::: RECORDS SUPPLIED :::

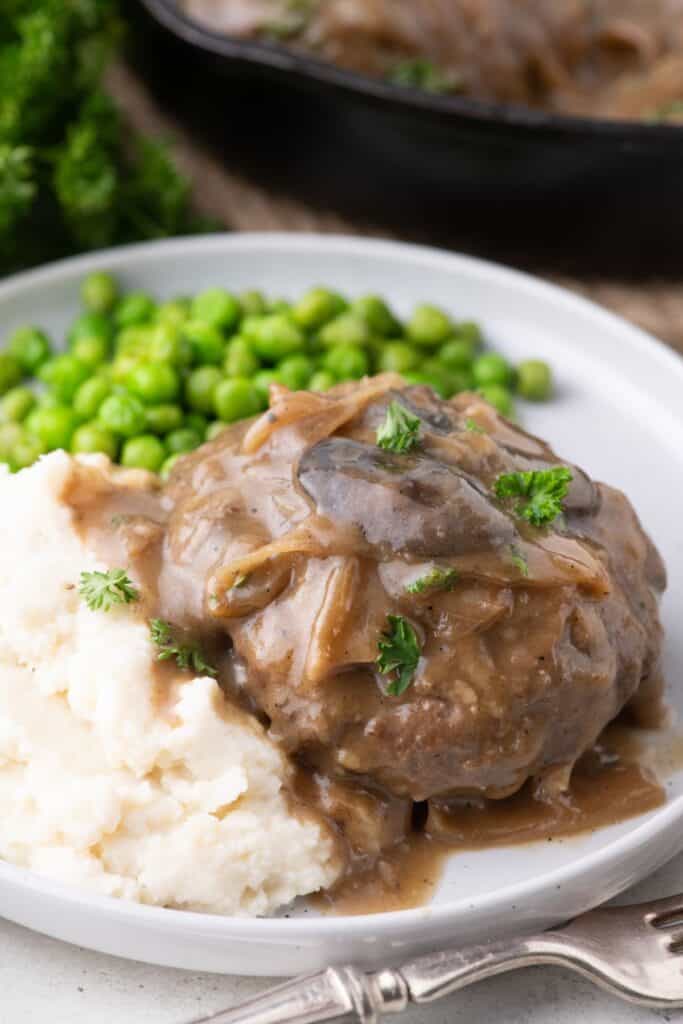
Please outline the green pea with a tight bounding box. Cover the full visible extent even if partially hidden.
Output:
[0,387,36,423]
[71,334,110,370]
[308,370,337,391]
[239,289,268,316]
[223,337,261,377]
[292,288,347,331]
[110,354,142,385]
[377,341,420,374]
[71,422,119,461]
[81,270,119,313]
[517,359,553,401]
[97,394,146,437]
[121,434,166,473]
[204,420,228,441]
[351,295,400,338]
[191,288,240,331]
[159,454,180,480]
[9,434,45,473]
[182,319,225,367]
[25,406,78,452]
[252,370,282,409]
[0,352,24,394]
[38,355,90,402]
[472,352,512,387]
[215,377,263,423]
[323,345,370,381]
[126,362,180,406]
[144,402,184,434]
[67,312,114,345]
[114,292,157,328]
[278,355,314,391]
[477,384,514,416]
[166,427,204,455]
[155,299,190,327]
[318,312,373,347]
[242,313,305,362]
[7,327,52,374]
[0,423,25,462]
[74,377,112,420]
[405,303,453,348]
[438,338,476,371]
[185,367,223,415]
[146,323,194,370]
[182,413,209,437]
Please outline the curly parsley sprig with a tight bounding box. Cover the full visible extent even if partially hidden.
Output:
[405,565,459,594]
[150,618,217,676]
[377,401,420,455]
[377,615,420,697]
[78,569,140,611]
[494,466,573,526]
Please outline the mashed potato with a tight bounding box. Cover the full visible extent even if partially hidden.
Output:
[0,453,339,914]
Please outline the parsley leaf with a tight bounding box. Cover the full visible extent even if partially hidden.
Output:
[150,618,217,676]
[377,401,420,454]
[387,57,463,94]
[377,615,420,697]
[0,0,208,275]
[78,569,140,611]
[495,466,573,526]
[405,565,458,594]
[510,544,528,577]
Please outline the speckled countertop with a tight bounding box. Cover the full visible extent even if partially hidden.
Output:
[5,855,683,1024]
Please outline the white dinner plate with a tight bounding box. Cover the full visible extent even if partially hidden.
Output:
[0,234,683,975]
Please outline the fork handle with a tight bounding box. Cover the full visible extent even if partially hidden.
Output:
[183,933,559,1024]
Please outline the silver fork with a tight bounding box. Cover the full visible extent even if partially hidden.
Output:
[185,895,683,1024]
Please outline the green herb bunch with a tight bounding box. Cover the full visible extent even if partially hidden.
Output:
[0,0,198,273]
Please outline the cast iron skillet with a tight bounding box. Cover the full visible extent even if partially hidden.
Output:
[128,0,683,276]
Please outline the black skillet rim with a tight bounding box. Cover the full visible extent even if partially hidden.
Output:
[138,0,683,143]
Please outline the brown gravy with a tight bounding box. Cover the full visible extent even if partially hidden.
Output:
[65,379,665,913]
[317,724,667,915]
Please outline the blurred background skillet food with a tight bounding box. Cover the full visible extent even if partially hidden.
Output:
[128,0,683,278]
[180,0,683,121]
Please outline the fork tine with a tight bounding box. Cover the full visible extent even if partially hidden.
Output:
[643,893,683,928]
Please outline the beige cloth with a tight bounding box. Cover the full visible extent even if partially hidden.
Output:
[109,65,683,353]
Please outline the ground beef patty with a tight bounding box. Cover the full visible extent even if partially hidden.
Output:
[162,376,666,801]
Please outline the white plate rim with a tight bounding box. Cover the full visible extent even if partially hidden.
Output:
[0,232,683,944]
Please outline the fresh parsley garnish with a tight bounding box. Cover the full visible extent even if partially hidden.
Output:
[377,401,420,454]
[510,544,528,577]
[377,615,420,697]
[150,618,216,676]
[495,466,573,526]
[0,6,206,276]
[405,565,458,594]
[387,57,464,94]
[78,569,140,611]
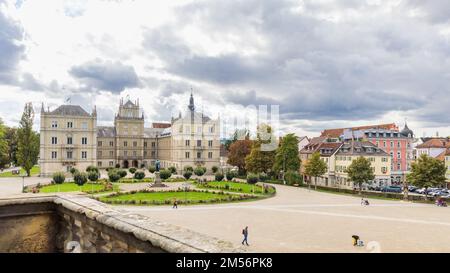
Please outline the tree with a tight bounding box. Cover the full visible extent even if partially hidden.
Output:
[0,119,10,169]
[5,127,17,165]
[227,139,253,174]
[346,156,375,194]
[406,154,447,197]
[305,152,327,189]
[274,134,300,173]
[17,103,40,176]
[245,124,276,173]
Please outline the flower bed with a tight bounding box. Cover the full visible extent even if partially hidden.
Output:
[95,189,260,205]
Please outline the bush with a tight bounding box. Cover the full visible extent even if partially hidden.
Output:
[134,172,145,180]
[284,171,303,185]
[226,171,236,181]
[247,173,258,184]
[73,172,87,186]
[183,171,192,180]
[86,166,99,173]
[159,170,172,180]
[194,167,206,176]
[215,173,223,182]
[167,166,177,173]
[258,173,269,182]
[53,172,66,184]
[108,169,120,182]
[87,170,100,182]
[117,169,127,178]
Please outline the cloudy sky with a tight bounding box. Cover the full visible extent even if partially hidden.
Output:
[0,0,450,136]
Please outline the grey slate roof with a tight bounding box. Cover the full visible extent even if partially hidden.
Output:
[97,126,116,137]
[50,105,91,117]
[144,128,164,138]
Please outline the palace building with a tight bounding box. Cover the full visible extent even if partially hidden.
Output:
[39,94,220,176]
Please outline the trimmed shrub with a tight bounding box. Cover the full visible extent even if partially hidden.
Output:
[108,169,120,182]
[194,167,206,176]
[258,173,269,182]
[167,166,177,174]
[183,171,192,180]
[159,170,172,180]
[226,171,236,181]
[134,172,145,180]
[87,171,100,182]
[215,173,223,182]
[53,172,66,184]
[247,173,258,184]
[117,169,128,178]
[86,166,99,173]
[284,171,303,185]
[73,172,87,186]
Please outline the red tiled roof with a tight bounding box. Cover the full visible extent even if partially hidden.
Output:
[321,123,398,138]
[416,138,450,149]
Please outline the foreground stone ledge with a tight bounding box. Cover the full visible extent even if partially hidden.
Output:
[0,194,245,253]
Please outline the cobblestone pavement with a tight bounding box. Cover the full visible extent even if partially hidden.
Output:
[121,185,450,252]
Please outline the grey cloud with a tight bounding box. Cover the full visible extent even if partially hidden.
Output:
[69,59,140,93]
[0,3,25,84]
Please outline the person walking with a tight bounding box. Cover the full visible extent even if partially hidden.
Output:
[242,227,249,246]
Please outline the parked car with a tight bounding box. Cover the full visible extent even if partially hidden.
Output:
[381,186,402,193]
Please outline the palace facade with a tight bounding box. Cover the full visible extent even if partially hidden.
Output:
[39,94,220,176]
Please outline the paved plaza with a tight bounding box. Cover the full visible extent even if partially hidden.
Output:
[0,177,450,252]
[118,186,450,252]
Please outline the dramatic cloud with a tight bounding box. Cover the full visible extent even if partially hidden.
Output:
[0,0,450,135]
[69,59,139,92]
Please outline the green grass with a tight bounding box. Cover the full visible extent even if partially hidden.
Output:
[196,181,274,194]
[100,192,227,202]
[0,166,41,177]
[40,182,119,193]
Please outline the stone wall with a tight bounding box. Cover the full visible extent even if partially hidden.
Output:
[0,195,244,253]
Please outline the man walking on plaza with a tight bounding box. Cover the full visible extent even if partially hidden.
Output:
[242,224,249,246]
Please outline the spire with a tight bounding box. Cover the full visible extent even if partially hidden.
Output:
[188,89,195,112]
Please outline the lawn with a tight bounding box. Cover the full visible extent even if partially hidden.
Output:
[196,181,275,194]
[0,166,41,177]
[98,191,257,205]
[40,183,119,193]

:::

(DIRECTIVE): Which lines in the material above contain the word "grey"? Copy each of those lines in full.

(EXERCISE RESULT):
Please outline the grey slate roof with a tight bounding box. Cover the full visible extent even if partially hidden.
Please outline the grey cloud with a tight bounding box. Cover the full visible extent even if partially hidden.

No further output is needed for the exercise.